▸ **EXERCISE INPUTS**:
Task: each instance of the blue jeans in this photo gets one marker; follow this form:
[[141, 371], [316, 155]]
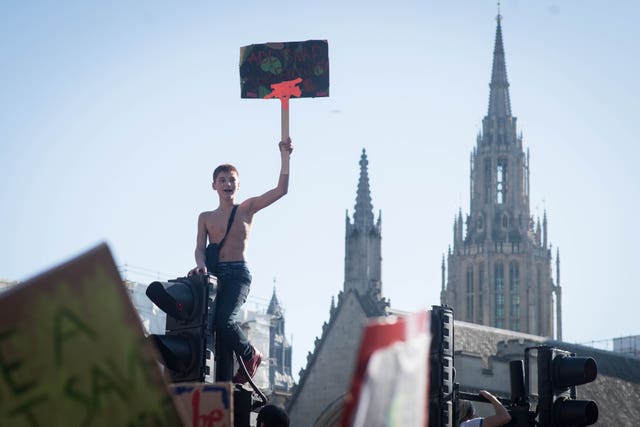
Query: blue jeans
[[234, 283]]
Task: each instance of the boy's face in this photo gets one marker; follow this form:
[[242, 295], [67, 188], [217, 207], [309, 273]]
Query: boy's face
[[226, 184]]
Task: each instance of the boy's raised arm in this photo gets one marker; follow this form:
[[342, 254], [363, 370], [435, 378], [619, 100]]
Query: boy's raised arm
[[256, 203], [201, 243]]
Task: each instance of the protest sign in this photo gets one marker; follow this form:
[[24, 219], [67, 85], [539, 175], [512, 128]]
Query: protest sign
[[205, 405], [390, 383], [283, 71], [73, 352]]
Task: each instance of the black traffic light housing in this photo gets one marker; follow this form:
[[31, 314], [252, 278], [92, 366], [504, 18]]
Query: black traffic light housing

▸ **STATED GOAL**: Add 51 to every coordinate in the answers and write out all of the data above again, requests included, without changing the numbers in the requests or their format samples. Leave the pictures out.

▸ **RESULT OF THE TASK**:
Task: each instance of the blue jeans in this photo gets one marker; follow this form:
[[141, 371], [316, 155]]
Query: blue jeans
[[285, 334]]
Task: each instance of the boy's face in this photo gets one marker; follow this form:
[[242, 295], [67, 188], [217, 207], [309, 273]]
Query: boy's face
[[277, 235]]
Task: each instance of the boy's raised arm in this photo gets one marker; follow this form:
[[342, 254], [363, 370], [435, 378], [619, 100]]
Query: boy's raised arm
[[307, 254], [252, 294]]
Task: each instance of the protest sign in this photo gets one marker; follow this form:
[[24, 219], [67, 85], [539, 175], [512, 128]]
Query: protest sign
[[256, 456], [441, 434], [334, 122], [124, 403]]
Task: each instance of the black traffic light housing in this photo gets one marker; follow this form:
[[31, 314], [252, 278], [92, 366], [504, 18]]
Query: black traffic light housing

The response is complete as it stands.